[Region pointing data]

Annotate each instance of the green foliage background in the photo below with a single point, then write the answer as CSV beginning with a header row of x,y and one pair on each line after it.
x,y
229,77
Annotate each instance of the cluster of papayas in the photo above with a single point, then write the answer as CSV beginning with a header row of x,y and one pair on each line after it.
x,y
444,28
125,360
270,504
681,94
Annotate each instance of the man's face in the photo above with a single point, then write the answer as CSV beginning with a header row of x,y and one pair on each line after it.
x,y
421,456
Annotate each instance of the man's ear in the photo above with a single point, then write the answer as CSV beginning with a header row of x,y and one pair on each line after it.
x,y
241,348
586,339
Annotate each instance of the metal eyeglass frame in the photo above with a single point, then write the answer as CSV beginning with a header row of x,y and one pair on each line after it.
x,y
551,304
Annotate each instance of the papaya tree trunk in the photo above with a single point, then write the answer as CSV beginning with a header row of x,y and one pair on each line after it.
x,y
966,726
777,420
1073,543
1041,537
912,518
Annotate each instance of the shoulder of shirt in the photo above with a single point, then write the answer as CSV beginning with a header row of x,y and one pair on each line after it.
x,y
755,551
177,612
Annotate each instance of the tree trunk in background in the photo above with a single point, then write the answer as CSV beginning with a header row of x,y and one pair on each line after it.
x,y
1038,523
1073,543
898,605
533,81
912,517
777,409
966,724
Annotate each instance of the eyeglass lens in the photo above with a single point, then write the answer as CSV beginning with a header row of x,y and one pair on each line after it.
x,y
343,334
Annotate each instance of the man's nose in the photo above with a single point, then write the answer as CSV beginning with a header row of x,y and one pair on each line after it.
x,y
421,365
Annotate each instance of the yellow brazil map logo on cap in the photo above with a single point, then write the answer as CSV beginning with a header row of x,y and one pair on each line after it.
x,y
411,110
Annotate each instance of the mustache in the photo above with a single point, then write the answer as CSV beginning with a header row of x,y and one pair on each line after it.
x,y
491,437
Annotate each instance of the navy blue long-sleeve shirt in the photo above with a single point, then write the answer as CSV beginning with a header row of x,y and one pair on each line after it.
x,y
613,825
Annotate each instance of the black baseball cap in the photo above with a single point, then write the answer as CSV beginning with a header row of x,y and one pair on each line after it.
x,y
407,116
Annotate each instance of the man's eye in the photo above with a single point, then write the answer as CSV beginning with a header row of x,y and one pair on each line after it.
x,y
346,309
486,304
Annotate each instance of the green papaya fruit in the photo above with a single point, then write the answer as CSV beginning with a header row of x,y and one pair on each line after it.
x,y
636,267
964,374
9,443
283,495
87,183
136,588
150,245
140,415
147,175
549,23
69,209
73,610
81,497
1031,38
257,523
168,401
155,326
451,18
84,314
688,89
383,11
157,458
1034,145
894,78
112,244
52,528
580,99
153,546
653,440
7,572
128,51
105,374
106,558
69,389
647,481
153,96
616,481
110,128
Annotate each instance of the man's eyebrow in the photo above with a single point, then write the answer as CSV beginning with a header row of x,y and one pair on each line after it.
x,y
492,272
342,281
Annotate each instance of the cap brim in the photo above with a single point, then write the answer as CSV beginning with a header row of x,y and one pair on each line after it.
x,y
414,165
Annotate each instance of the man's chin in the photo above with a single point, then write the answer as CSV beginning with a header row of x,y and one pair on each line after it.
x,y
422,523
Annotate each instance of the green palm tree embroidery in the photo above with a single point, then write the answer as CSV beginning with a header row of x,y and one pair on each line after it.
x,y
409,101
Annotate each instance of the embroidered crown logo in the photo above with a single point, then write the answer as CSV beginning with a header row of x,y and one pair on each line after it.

- _What you have to do_
Would you copy the data exactly as shown above?

- _Written answer_
Annotate each instance of the green foliage background in the photo below with a single point, then write the answer as CSV beginning with a header row of x,y and one pair on each line after it.
x,y
229,77
Annotate each instance of the cluster of papayas in the photo above with a single point, then write the answer as CSV beginning with a header row of x,y and one pair on each line after it.
x,y
444,28
125,360
270,504
681,94
Annotate each instance of the man's face in the photo above with a single point, then write the answer as CSV beginning with a header row of x,y and one pair on each line after it.
x,y
421,456
Annotate each instance of the man's ear in the photo above with a single point, then write the answer as CSV beginning with a header row of x,y and one pair on each line after it.
x,y
241,348
586,339
Annotate each instance of the metal eyeglass frame in the photo above with a single point, then write the answer as CSV beginning with a header row of x,y and one pair on each line after it.
x,y
551,304
Annotate each instance of the papaya tree trunk in the photo above with a single point, then write the answer as CSV beginning with a header row of x,y and one pair on each line after it.
x,y
966,726
777,420
1073,543
1041,537
912,518
Annotate each instance of the shoulder of shirt in the photo above with a single point, then write the answer as CSV beginning with a header row of x,y and one pair on each line after it.
x,y
755,551
177,612
Annotate each instance of the tree trunk in background in the photo above with a single point, then write the answer as CSV beginning with a header row of x,y and one pair on each line after it.
x,y
1038,523
1073,543
898,605
533,81
912,517
777,409
966,724
Annotate each instance of the eyeglass lens in the photo above with a single point, then write the answer as CSV beginning with a header row of x,y and one pair on each line after it.
x,y
343,334
Annotate each instance of the man's nose in the photo above with a single point, then write the answer as CSV beginning with a header row of x,y and one pair on each line after it.
x,y
421,365
Annotate each instance of the yellow brazil map logo on cap in the photo above with a single point, then write the answer as CSV beginning with a header row of x,y and one pair on each line after it.
x,y
411,110
Annotate each instance of the mustache in the photo above with a single point, then write the answer as CSV beginning with a header row of x,y and one pair on each line after it.
x,y
491,437
Annotate each instance of the navy blue long-sleeve shirt in the photo above with a single point, then write the answer as CSV beginning with a header row of x,y and one pair on each line after it.
x,y
613,825
Annotate each instance of the black baseball cap in the photo above with a single point, then write the answer as CSV beginning with a header row of x,y and one pair on each line after it.
x,y
407,116
Annotate each instance of the man's eye in the photo above with a single point, then write the answer as CSV beginning with a header row of x,y and one pair on each line after it.
x,y
346,309
486,304
Annotate each instance of the green papaya fruit in the photo above with a single point, then write the answer as CSV beginning with a header row of x,y and one pair on each line after it.
x,y
636,267
964,374
9,443
283,495
87,183
136,588
150,245
140,415
147,175
549,23
69,209
73,610
81,497
1031,38
257,523
168,401
155,326
451,18
84,314
688,89
383,11
157,458
1034,145
894,78
112,244
52,528
580,99
153,546
653,440
7,572
128,51
105,374
106,558
69,389
647,481
153,96
616,481
110,128
Annotate each instance of the man's eyebrow in the photo above with a single point, then write the answer as CSV beginning with a header row of x,y and one pair on each line after it.
x,y
492,272
342,281
Annotate each instance of the cap brim in the photo above with a single point, then write the answer as CSV beginning with a header row of x,y and one pair on each line after it.
x,y
414,165
Annotate each instance of the man's chin in the photo above with a single point, then write the answer as CSV beginning with a header row of x,y and one pair on each line after it.
x,y
422,523
Annotate each instance of the green palm tree embroidery in the photo above with a single point, then write the answer as CSV beginning with a header row of x,y and one pair on each line after it.
x,y
409,101
Annotate each instance of the embroidered crown logo in the photo above with a single point, then write the answer as CSV beginning with a header row of x,y and one pair on each line after it.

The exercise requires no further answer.